--- Begin Page excerpt ---

LEX LOCI: A Survey of New Hampshire Supreme Court Decisions


A very significant decision for municipalities and charitable organizations alike was the Court's fascinating opinion in Town of Peterborough v. The MacDowell Colony, Inc., opinion issued March 14, 2008. Before the Court was the increasingly frequently encountered issue of whether a particular charitable organization qualifies for a property tax exemption under RSA 72:23,V. The trial court had ruled that the charity, the renowned MacDowell Colony, was entitled to a property tax exemption and the Supreme Court affirmed the lower court's decision. Interestingly, the Court issued two separate opinions, both ruling in favor of the charity. In the first, authored by Justice Hicks and joined by Chief Justice Broderick and Judge Galway, the Court rejected the town's claim that MacDowell was not a public charitable organization because the creative artists who gained access to the property in Peterborough were not a substantial and a definite segment of the general public, or that any art was not required to be produced by the artist residents, or that the admission procedures gave the charity total discretion over who would receive its benefits. The majority opinion also went on to reject the town's vigorous argument that since only one New Hampshire resident was an artist in residence during the tax year involved, New Hampshire residents were not generally benefited. Rather the court majority adopted a sweeping view of the term "general public" as used in the statute, RSA 72:23-l:

We find it implicit that the term "general public" automatically includes residents of New Hampshire. Accordingly, a specific inquiry into the organization’s impact of New Hampshire residents is necessary only when the organization serves a narrower population that the general public, i.e, in the statute’s words, "a substantial and indefinite segment of the general public." . . . As we have concluded that MacDowell’s public service advances the intellectual well-being of the general public, we need not undertake a more specific inquiry.

The majority then moved on to the town’s final argument: that if the art created by resident artists constitutes the required public benefit for a charitable property tax exemption, then the profits from the art must be accounted for. The majority rejected this argument saying that RSA 72:23, V’s prohibition against private inurement applies to the charity McDowell, not the resident artists.

--- End Page excerpt ---
--- Begin Data supplied ---

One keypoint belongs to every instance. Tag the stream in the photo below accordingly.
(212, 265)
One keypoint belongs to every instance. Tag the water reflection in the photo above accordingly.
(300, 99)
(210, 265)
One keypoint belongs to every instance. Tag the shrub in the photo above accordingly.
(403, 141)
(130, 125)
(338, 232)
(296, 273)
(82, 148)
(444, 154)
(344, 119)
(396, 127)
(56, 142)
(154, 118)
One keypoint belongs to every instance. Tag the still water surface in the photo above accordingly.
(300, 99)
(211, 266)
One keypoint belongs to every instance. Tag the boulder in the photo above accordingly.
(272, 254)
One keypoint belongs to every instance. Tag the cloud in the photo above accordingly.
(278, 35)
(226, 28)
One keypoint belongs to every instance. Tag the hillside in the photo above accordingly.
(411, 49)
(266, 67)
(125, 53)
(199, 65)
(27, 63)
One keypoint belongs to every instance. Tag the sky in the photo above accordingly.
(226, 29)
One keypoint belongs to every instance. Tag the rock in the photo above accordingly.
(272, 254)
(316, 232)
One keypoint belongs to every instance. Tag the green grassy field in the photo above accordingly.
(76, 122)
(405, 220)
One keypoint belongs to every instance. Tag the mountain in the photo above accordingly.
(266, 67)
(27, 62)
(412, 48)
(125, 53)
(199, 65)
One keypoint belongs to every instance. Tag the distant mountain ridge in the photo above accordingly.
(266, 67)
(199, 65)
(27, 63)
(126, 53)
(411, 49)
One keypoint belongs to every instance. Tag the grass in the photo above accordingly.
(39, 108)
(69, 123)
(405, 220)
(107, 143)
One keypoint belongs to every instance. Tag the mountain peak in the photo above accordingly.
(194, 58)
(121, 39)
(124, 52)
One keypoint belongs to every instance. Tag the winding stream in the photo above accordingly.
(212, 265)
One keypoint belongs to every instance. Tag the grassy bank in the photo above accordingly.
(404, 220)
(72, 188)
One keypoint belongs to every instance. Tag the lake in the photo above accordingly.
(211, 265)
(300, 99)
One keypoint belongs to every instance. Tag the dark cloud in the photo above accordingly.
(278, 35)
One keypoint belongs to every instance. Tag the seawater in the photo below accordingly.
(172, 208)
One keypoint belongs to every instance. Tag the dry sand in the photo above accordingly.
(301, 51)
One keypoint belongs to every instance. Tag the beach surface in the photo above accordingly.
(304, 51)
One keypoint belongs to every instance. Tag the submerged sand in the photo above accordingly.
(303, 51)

--- End Data supplied ---

Task objective ->
Continue the survey of New Hampshire Supreme Court decisions, starting right after its final sentence on the MacDowell Colony case.

Result for this exercise ->
The concurrence offered by Justice Dalianis in which Justice Duggan joined, agreed that the MacDonald Colony was entitled to a tax exemption but held that the "sole issue in this appeal, broadly speaking, is whether MacDowell is a charitable organization." The concurrence then turned to a broad definition of "charitable purposes" found both in statutory law and in common law and would hold that,

Generally, charitable purposes fall into the following categories: (1) relieving poverty; (2) promoting health; (3) advancing education; (4) aiding religion; (5) providing governmental or municipal facilities and services; and (6) other purposes that are beneficial to the community [citing to the Restatement (Third) of Trusts, § 28 (2003)].

The concurrence looked to MacDowell's articles of incorporation which sets forth its charitable purposes and would find that MacDowell's purposes fall into the third general category of charitable purposes, that of advancing education. This case has been closely followed by both municipal lawyers and attorneys for charitable organizations. To the author, the fine distinctions between the two opinions were not very clearly demarcated. It seems to signal a clear loss to municipalities which, cash-strapped, are increasingly contesting charitable exemption status requests.

A case which well illustrates the leakiness, in New Hampshire, of a "personal liability umbrella policy" issued by an insurance company which, in the Supreme Court's words, made the insurer seemingly broadly "liable to defend, and potentially indemnify, the insured for an accident resulting in bodily injury, or the insured's commission of an offense resulting in personal injury." This insurance coverage protection seems to be pretty extensive but, as a result of the New Hampshire Supreme Court's decision in State Farm Insurance Company v. Bruns, opinion issued February 13, 2008, the umbrella policy protection provided by the insured's policy was left in tatters. Or better said, the umbrella, after the Court's analysis of the policy, consisted simply of the ribs with no cloth protection remaining.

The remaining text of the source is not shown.